> _Document segment_:

[Begin]

Logitech K830 and TK820

The first set of keyboards we look at today is at the higher end of the pricing spectrum. The Logitech K830 and TK820 both come in at $99.99. The justification offered for the K830 is the presence of an internal rechargeable battery as well as backlighting for use in the dark. The TK820 (primarily meant for AiO systems) comes with a bigger than usual touchpad and support for a large number of gestures. We will first look into the K830 in detail, followed by the TK820.

Logitech K830

The external aspects of the Logitech K830 are summarized in the table below. The dimensions are similar to the Logitech K400 - any user comfortable with that keyboard will feel right at home with the K830 also. Due to the internal rechargeable battery, the unit is heavier compared to similar touchpad keyboards. Subjectively, the weight makes the unit feel solid in hand without being too cumbersome to carry around. The keyboard uses the Logitech Unifying Receiver that enables the receiver to communicate with up to five other compatible Logitech wireless equipment. In order to alleviate range issues, a USB extender cable is also supplied.

Device Type Keyboard + 2-button Touchpad
Keys Count 79 + 3 volume control keys
Dimensions 14.40" x 4.90" x 0.65"
Weight 1.09 lbs / 495 g
Power Source Internal rechargeable battery
Communication Technology 2.4 GHz RF
Touchpad Dimensions (Diagonal) 3.7"

The gallery below takes the reader around the various features in the keyboard chassis. There is an explicit on/off switch to conserve power. A micro-USB port enables the internal battery to be recharged using the USB port of any PC. A USB to micro-USB charging cable is bundled along with the unit.

Gallery: Logitech K830

Moving on to the keyboard layout, we find the function keys multiplexed with some shortcut keys (for multimedia operations as well as day-to-day Windows operations) using an orange Fn key. Unfortunately, the default behavior is of the Fn key being inactive (i.e, pressing the function keys activates the shortcut multimedia / Windows op, rather than the corresponding function key behavior). The other keys are in the expected areas, with only the half-height function keys representing a stumbling block for users accustomed to full-size keyboards.

[End]

> _Raw records_:
[Begin]

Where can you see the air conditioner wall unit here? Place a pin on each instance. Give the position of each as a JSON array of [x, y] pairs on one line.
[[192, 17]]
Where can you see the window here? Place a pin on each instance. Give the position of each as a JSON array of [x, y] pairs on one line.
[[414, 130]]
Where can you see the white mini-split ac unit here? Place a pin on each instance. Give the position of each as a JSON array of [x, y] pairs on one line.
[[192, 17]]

[End]
[Begin]

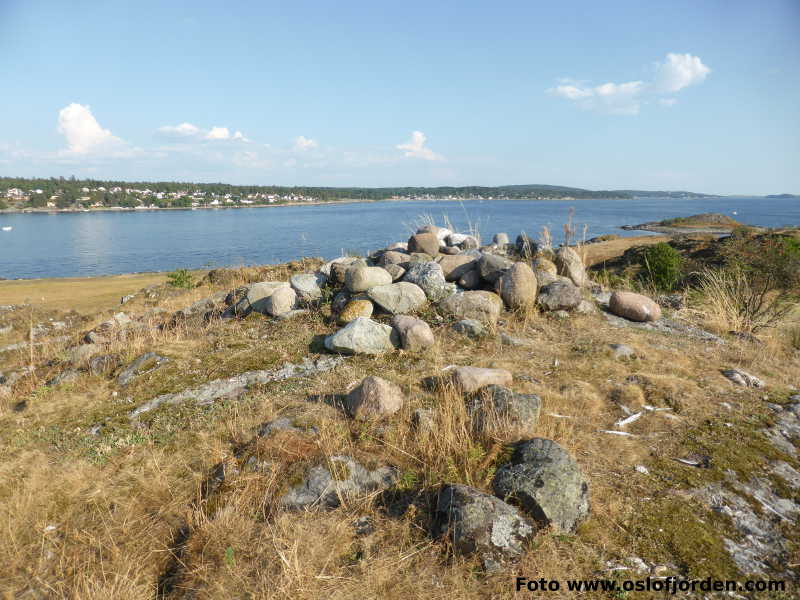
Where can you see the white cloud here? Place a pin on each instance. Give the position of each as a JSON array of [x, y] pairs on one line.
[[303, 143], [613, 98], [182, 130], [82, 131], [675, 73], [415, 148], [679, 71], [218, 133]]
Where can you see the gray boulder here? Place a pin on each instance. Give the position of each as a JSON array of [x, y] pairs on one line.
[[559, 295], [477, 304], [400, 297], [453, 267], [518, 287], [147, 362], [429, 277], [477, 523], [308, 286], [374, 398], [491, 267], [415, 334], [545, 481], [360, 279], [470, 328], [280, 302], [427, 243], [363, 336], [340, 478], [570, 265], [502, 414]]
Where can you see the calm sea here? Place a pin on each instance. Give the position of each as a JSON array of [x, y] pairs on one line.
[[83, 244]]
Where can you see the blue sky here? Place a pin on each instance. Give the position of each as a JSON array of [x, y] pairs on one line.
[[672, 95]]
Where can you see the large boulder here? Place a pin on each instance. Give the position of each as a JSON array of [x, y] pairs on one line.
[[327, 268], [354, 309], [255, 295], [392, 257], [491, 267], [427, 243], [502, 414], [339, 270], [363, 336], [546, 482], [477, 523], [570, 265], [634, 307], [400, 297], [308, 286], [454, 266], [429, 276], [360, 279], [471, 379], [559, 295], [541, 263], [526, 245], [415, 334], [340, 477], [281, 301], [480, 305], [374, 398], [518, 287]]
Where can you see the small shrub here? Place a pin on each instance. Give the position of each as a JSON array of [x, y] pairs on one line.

[End]

> _Tasks to complete_:
1. Answer the following from the Logitech K830 and TK820 review:
(a) What price do the K830 and TK820 each come in at?
(b) What is the weight of the K830?
(c) What accessory is supplied to alleviate range issues with the receiver?
2. According to the Logitech K830 and TK820 review, why is the K830 heavier than similar touchpad keyboards? Answer in one to three sentences.
3. Pick up the Logitech K830 and TK820 review where its last sentence ends, and keep writing it.

> _Results in order_:
1.
(a) $99.99.
(b) 1.09 lbs / 495 g.
(c) A USB extender cable.

2. The K830 is heavier because it contains an internal rechargeable battery. The review adds that this weight makes the unit feel solid in hand without being too cumbersome to carry around.

3.
Keyboard Layout 8/10

In terms of ergonomics, the keyboard is suitable for both single-handed operation as well as holding with both hands. The latter scenario is helped by the presence of a left click button on the left side of the top edge of the keyboard. The half-height arrow keys and the positioning relative to the Return key require some adjustment while typing for extended durations. In addition, the keys are placed a little bit closer together compared to traditional keyboards (to facilitate the smaller size), and this makes touch-typing a bit of a challenge. The back of the keyboard is also flat, and doesn't allow angle adjustment for a bettery typing setup - This could be addressed somewhat, but we can see where Logitech is positioning this device, and why that is not amongst the set of features that they would want to add to the unit.

Ergonomics 8/10

The build quality of the unit is top-notch, befitting that of a keyboard priced close to $100. Despite being made of plastic like the K400, it does look and feel more durable, and it can definitely take more abuse compared to the flimsy K400 while retaining its appearance. However, one of the issues that we observed in extended use was the fact that the keyboard material tended to be more susceptible to oily smudges compared to the K400. This takes the sheen off the unit after a few months.

The membrane keys are expected in a unit at this price and targeting the HTPC market niche. The unit is also thicker than comparable alternatives, but that again contributes to a solid feel (and hopefully, better durability).

Build Quality 9/10

The K830 has a MSRP of $99, but can be found for as low as $85 on sale. The availability of adjustable backlight as well as an internal rechargeable battery makes for a unique set of features - and this enables Logitech to demand the premium for the unit. The internal battery is Li-ion, and the recharge interval depends on the usage scenario. Logitech claims 20 hours of usage between recharges with the backlight on. The explicit on-off switch is quite helpful, but it would be nice to have one for the backlight also. The organge keys can be customized further with the help of Logitech's SetPoint / Logitech Options software, but we were able to use it without the softwares and had no issues for day-to-day HTPC usage. The touchpad also supports Windows 8 gestures such as swipe from right for the Charms bar and swipe from left to switch applications (without the need to install the SetPoint / Options software).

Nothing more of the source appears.